**INSTRUCTIONS FOR THE TASK**
The required output is the exact run of lines from the one that contains "[pin] reflection of tower -- one per line" to the end of the data, with every picture left out.

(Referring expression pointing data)
######

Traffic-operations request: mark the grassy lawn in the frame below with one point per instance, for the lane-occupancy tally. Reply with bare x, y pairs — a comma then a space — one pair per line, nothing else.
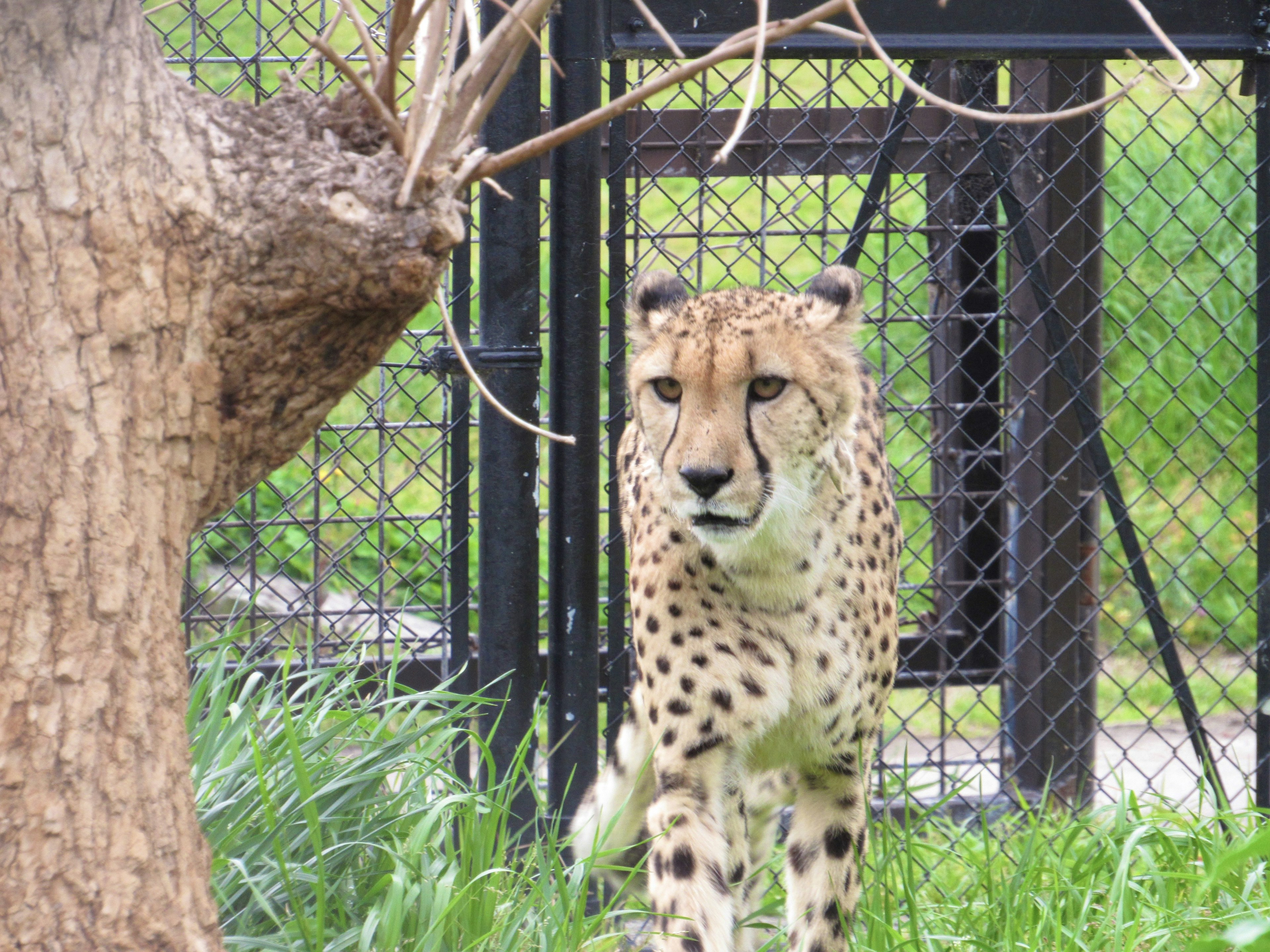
337, 827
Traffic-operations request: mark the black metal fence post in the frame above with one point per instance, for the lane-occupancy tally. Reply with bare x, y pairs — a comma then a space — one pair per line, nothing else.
460, 492
1055, 662
966, 388
508, 478
618, 674
1263, 305
573, 524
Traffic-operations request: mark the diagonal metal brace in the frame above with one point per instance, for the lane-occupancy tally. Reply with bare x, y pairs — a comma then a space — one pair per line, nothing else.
1091, 432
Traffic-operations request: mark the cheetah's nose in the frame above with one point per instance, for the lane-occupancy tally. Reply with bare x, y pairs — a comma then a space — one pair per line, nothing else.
705, 480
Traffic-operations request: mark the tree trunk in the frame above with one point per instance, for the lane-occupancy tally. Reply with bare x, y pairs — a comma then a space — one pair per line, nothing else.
187, 287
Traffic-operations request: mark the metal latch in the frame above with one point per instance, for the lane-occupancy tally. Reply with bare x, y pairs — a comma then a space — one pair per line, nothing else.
445, 362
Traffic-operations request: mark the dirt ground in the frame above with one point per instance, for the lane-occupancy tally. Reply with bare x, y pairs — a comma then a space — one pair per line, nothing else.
1135, 757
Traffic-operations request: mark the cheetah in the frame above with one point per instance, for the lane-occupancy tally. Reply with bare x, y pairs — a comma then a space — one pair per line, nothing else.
765, 541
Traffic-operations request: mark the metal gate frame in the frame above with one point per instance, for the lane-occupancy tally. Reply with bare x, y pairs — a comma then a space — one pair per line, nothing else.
586, 660
573, 633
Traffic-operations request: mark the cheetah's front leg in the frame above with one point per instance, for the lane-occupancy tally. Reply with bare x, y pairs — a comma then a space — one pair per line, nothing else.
689, 824
826, 851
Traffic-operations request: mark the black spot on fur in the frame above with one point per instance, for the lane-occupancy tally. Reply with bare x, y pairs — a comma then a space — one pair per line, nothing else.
801, 857
670, 782
837, 842
683, 864
703, 747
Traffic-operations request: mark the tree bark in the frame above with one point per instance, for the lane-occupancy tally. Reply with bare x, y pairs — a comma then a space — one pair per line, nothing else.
187, 287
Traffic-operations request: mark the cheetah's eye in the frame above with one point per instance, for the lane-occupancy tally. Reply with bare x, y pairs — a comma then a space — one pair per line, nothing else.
766, 388
667, 389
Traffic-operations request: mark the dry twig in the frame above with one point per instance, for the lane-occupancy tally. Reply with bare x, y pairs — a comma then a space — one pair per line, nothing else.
659, 30
450, 104
756, 69
484, 391
162, 7
364, 33
534, 37
389, 120
1020, 119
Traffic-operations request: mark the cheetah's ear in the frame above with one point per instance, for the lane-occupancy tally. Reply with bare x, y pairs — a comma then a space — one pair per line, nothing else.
837, 298
656, 299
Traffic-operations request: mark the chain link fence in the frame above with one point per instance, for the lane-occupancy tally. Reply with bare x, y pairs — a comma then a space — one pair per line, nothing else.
1027, 657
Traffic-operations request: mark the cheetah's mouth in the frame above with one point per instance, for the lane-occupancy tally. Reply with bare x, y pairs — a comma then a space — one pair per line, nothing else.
722, 522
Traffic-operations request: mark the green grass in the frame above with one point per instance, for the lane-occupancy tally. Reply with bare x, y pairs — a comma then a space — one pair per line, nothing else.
1129, 689
336, 823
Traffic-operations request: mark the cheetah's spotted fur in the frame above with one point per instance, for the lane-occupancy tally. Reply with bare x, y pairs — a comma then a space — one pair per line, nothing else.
764, 609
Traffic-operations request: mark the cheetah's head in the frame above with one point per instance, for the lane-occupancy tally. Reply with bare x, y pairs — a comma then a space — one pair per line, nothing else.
746, 398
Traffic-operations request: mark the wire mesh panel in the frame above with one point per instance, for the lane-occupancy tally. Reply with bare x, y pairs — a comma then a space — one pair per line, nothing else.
350, 545
1027, 659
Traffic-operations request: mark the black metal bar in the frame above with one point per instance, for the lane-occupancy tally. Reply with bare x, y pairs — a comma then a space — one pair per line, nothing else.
1091, 435
966, 30
1049, 710
884, 166
1263, 233
618, 673
508, 525
573, 521
460, 488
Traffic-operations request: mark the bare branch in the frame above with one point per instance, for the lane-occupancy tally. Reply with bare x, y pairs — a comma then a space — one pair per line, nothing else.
162, 7
1013, 119
858, 39
1192, 77
534, 36
484, 391
756, 68
313, 56
364, 33
390, 122
735, 46
659, 30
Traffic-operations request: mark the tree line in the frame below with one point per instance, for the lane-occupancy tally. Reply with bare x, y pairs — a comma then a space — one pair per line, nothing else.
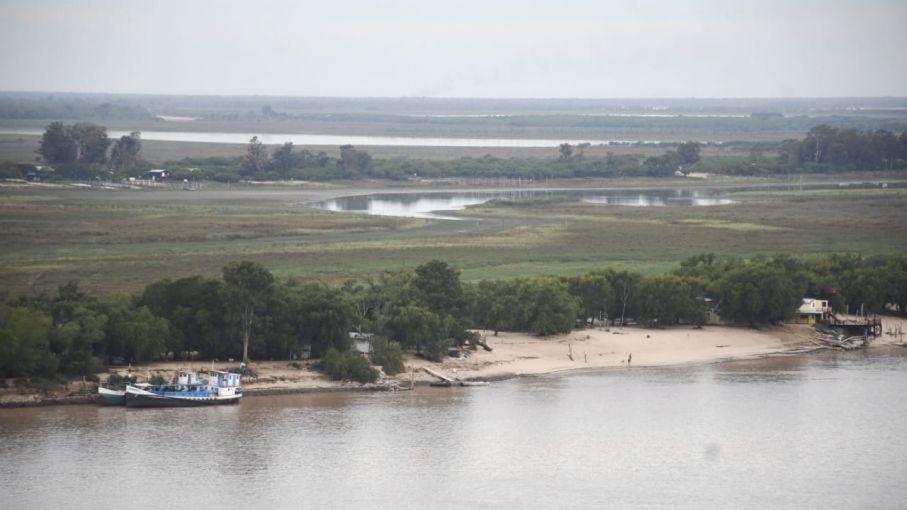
83, 151
248, 313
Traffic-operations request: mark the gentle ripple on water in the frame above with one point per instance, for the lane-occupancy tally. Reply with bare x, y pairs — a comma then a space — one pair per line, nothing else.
819, 431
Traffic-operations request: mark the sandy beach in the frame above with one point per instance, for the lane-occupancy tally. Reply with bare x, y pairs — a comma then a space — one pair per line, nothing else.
512, 355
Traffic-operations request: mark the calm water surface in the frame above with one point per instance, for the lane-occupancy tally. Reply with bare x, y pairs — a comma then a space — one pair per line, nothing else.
820, 431
316, 139
427, 205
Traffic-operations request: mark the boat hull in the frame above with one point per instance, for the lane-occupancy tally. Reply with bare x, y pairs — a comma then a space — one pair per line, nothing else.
112, 397
142, 400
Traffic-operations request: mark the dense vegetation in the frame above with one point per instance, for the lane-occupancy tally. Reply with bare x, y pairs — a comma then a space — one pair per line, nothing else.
427, 310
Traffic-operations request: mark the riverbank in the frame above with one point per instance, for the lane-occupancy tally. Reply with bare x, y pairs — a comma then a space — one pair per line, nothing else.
512, 355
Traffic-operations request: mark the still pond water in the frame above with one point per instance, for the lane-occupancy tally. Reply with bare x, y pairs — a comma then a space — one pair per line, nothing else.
337, 140
815, 431
427, 205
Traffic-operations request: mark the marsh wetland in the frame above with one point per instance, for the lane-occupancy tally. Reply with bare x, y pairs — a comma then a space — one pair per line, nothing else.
113, 240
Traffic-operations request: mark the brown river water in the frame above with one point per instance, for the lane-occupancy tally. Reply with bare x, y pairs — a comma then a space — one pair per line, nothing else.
822, 431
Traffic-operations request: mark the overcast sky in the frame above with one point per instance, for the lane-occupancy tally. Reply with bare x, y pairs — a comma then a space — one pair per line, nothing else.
488, 48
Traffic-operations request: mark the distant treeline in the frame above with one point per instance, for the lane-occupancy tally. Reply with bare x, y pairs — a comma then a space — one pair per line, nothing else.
83, 151
249, 313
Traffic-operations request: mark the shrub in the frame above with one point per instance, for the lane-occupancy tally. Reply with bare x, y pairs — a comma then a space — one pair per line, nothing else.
387, 354
348, 365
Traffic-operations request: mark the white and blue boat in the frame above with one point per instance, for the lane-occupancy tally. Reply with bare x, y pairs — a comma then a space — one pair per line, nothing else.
188, 390
112, 397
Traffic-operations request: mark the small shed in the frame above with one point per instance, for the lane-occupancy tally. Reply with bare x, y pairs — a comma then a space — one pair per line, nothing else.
158, 174
812, 311
361, 342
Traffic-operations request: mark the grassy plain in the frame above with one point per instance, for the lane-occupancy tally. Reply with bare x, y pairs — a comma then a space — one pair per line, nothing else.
115, 240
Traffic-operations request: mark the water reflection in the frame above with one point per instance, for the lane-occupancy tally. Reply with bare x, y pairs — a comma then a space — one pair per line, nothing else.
816, 431
428, 205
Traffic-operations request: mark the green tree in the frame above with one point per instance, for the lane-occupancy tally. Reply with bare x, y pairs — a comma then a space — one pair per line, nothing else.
438, 286
23, 340
388, 355
757, 294
57, 144
255, 161
126, 155
594, 292
282, 160
92, 142
134, 333
688, 152
547, 307
565, 151
665, 300
322, 317
247, 286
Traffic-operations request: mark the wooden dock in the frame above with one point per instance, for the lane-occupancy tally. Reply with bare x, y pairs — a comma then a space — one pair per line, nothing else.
862, 325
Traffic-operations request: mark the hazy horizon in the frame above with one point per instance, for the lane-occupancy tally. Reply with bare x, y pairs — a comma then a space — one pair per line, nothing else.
574, 49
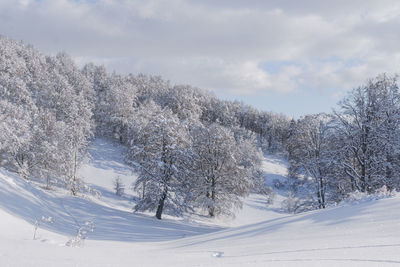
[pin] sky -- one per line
(292, 57)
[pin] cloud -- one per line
(220, 45)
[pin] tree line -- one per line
(191, 150)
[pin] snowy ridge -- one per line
(362, 234)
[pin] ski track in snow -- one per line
(364, 234)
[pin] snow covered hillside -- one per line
(363, 234)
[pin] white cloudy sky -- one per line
(294, 57)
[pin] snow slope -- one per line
(365, 234)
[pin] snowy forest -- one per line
(191, 150)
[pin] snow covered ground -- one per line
(363, 234)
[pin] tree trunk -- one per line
(161, 205)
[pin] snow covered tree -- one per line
(369, 121)
(157, 152)
(311, 154)
(221, 174)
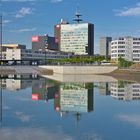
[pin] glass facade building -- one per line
(77, 38)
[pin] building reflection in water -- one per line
(124, 90)
(74, 97)
(68, 97)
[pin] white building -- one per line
(28, 54)
(76, 38)
(127, 48)
(126, 91)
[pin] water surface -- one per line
(38, 108)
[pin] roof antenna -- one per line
(77, 16)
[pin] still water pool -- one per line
(42, 109)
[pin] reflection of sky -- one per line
(27, 119)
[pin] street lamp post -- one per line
(1, 36)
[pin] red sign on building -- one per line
(35, 39)
(35, 96)
(56, 40)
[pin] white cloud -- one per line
(23, 12)
(24, 30)
(17, 0)
(56, 1)
(133, 11)
(6, 21)
(32, 134)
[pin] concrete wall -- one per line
(79, 70)
(80, 78)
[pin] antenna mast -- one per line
(77, 16)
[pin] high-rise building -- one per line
(105, 46)
(127, 48)
(77, 38)
(43, 43)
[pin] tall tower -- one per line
(0, 36)
(77, 17)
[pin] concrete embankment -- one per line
(80, 70)
(6, 70)
(80, 78)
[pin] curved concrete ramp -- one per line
(80, 78)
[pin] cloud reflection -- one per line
(23, 117)
(31, 134)
(133, 119)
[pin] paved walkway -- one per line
(22, 69)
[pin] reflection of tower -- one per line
(75, 98)
(1, 102)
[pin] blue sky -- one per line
(25, 18)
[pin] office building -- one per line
(127, 48)
(125, 91)
(43, 43)
(77, 38)
(74, 98)
(13, 46)
(105, 46)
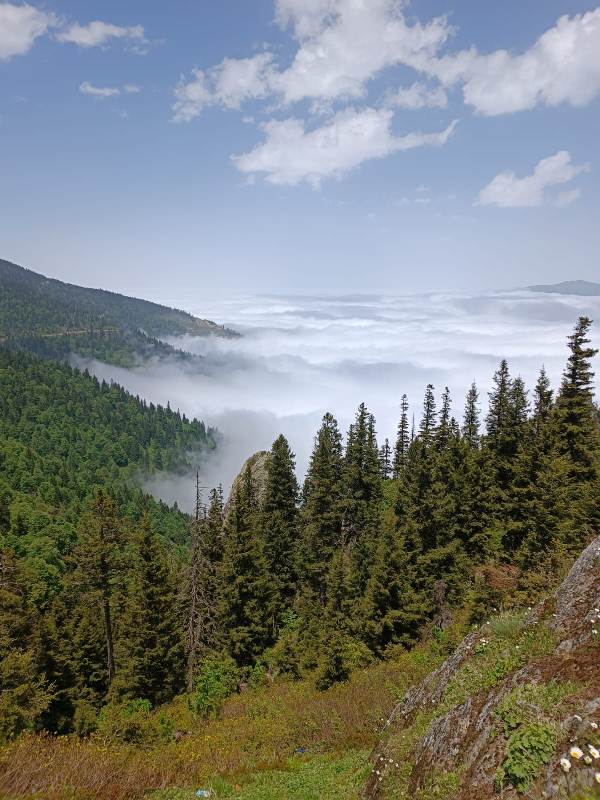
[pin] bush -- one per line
(217, 679)
(134, 722)
(529, 748)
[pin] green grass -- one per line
(317, 778)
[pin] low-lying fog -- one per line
(299, 357)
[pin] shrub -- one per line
(217, 679)
(133, 722)
(529, 748)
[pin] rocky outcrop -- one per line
(258, 470)
(465, 740)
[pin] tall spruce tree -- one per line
(498, 417)
(150, 649)
(576, 418)
(247, 591)
(279, 523)
(200, 589)
(100, 565)
(444, 428)
(428, 424)
(385, 459)
(403, 440)
(471, 424)
(322, 508)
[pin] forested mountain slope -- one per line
(53, 319)
(63, 435)
(386, 555)
(31, 304)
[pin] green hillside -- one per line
(31, 304)
(63, 434)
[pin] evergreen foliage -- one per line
(362, 561)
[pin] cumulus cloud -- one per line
(417, 96)
(562, 66)
(232, 82)
(342, 45)
(99, 34)
(302, 356)
(345, 44)
(102, 92)
(291, 154)
(506, 190)
(20, 26)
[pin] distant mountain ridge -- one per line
(583, 288)
(32, 305)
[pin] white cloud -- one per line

######

**RESULT FOR THIS EXERCISE**
[pin] reflection of tower -- one per line
(75, 98)
(1, 102)
[pin] blue sky -- one per line
(25, 18)
[pin] office building -- one per line
(127, 48)
(125, 91)
(43, 43)
(77, 38)
(74, 98)
(13, 46)
(105, 46)
[pin] bush -- one per line
(217, 679)
(134, 722)
(529, 748)
[pin] green grass -- one per line
(317, 778)
[pin] low-lying fog -- one per line
(299, 357)
[pin] shrub -- one per line
(217, 679)
(133, 722)
(529, 748)
[pin] rocky outcrop -- one per line
(258, 470)
(465, 740)
[pin] tall spruce tree -- one per line
(498, 417)
(150, 649)
(576, 418)
(247, 591)
(279, 523)
(200, 589)
(100, 565)
(444, 428)
(428, 424)
(385, 459)
(403, 440)
(471, 424)
(322, 508)
[pin] forested mountain slope -- one per line
(53, 319)
(63, 435)
(386, 555)
(31, 304)
[pin] green hillside -- one per line
(31, 304)
(63, 434)
[pin] evergreen foliage -- one per line
(362, 561)
[pin] cumulus cloud -- one per line
(417, 96)
(562, 66)
(232, 82)
(342, 45)
(99, 34)
(302, 356)
(345, 44)
(102, 92)
(291, 154)
(506, 190)
(20, 26)
[pin] distant mountain ridge -- one per line
(583, 288)
(32, 305)
[pin] white cloud -- one per line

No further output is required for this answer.